- **Trecho selecionado**
* * * * * * * * *

Isso já aconteceu, em maior ou menor escala, diversas vezes na história humana. É algo muito mais enraizado em nós do que qualquer coisa que chamemos de “política”. O nazismo e o fascismo são apenas os nomes que demos à manifestação moderna desses valores.

Contudo, para que esse potencial vire realidade, são necessárias determinadas pessoas tomando determinadas decisões em determinados momentos históricos. Neste caso, o filme nos informa que o evento ocorreu no dia 20 de fevereiro de 1939.

Quando vi a data, fiquei com uma pulga atrás da orelha. Outra coisa havia acontecido naquele dia. Mas o quê?

Consultei o livro “Ascensão e Queda do Terceiro Reich” e linhas do tempo da Segunda Guerra Mundial na internet, mas não encontrei o que procurava; fui dar um longo passeio, mas não consegui refrescar a memória. Durante dois dias, fiquei com aquela sensação desagradável que todo mundo conhece: a de ter esquecido algo importante que só será lembrado quando for tarde demais.

Mas o que era?




EMBORA EU não seja judeu, o pai do meu pai era. A família dele emigrou da Alemanha para os EUA no fim do século XIX e se instalou em Chicago, onde meu avô nasceu. Depois que ele se casou com a minha avó, a família se mudou para a capital, Washington. Mas ele ainda tinha parentes na Europa.

Há quase 80 anos, minha família guarda uma carta que meu avô recebeu de sua prima Lilly Schwarz, de Düsseldorf. Minha tia, irmã do meu pai, é a atual guardiã do documento. Mesmo em 2017, aquela caligrafia meticulosa ainda exalava terror:

“Querido Charles!

Finalmente consegui o seu endereço e escrevo imediatamente. Das piores coisas, acho que você vai ser informado pela sua mãe. (…) Agora temos que esperar o nosso número ser chamado pelo consulado americano em Stuttgart, o que pode demorar de um ano a um ano e meio. Enquanto isso, tento emigrar para a Inglaterra, porque a situação aqui está intolerável. Você ou algum amigo seu tem contatos na Inglaterra? Se tiver, por favor me mande o endereço deles. A única forma de emigrar é encontrar um serviço de empregada doméstica. Só assim o Home Office permite que você entre no país e trabalhe. (…)

Quero saber da sua vida. Nossa querida tia Helen me escreveu dizendo que você tem um bom emprego no Departamento do Tesouro. Você deve andar muito ocupado, e o trabalho deve ser muito gratificante. E a sua mulher e o seu bebê? Espero que todos estejam bem de saúde. (…)

Você tem alguma ideia ou conselho para apressar a nossa emigração? Aliás, será que você tem algum contato no governo? Como Washington é a capital, aí deve ser o melhor lugar para experimentar o que há de mais novo. Estamos aguardando a publicação das novas condições para a emigração judaica. Você não imagina como os judeus estão desesperados.

* * * * * * * * *

- **Suas tarefas**
1. Resuma o trecho em duas frases.
2. Troque "dois dias" por "três dias" e reproduza a passagem do trecho começando em "Contudo, para que" e terminando em "Mas o que era?".
A listagem provém de uma fonte distinta.

- **Dados fornecidos**
* * * * * * * * *

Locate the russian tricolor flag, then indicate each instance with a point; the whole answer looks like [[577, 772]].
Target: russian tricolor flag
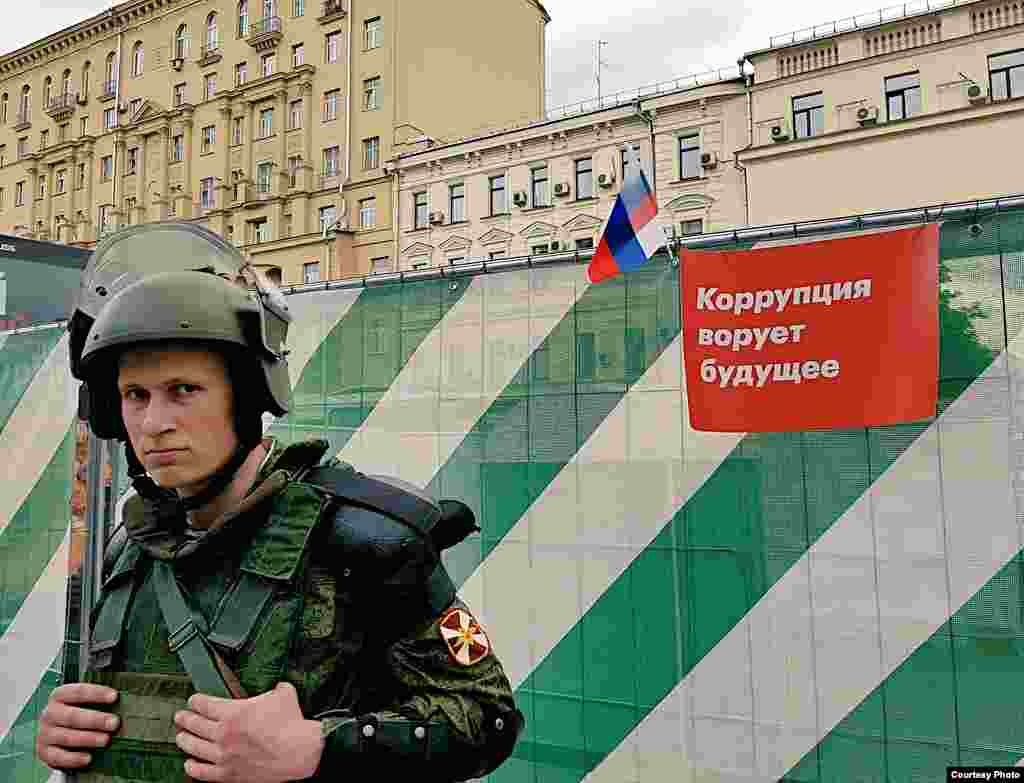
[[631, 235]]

* * * * * * * * *

- **Respostas em ordem**
1. A data de 20 de fevereiro de 1939, informada por um filme, deu a quem escreve a sensação de que outra coisa havia acontecido naquele dia, algo que não foi encontrado no livro "Ascensão e Queda do Terceiro Reich" nem em linhas do tempo da Segunda Guerra Mundial. Depois, o trecho apresenta uma carta que a família guarda há quase 80 anos, enviada ao avô paterno por sua prima Lilly Schwarz, de Düsseldorf, na qual ela pede contatos e conselhos para apressar a emigração e diz que os judeus estão desesperados.

2.
Contudo, para que esse potencial vire realidade, são necessárias determinadas pessoas tomando determinadas decisões em determinados momentos históricos. Neste caso, o filme nos informa que o evento ocorreu no dia 20 de fevereiro de 1939.

Quando vi a data, fiquei com uma pulga atrás da orelha. Outra coisa havia acontecido naquele dia. Mas o quê?

Consultei o livro “Ascensão e Queda do Terceiro Reich” e linhas do tempo da Segunda Guerra Mundial na internet, mas não encontrei o que procurava; fui dar um longo passeio, mas não consegui refrescar a memória. Durante três dias, fiquei com aquela sensação desagradável que todo mundo conhece: a de ter esquecido algo importante que só será lembrado quando for tarde demais.

Mas o que era?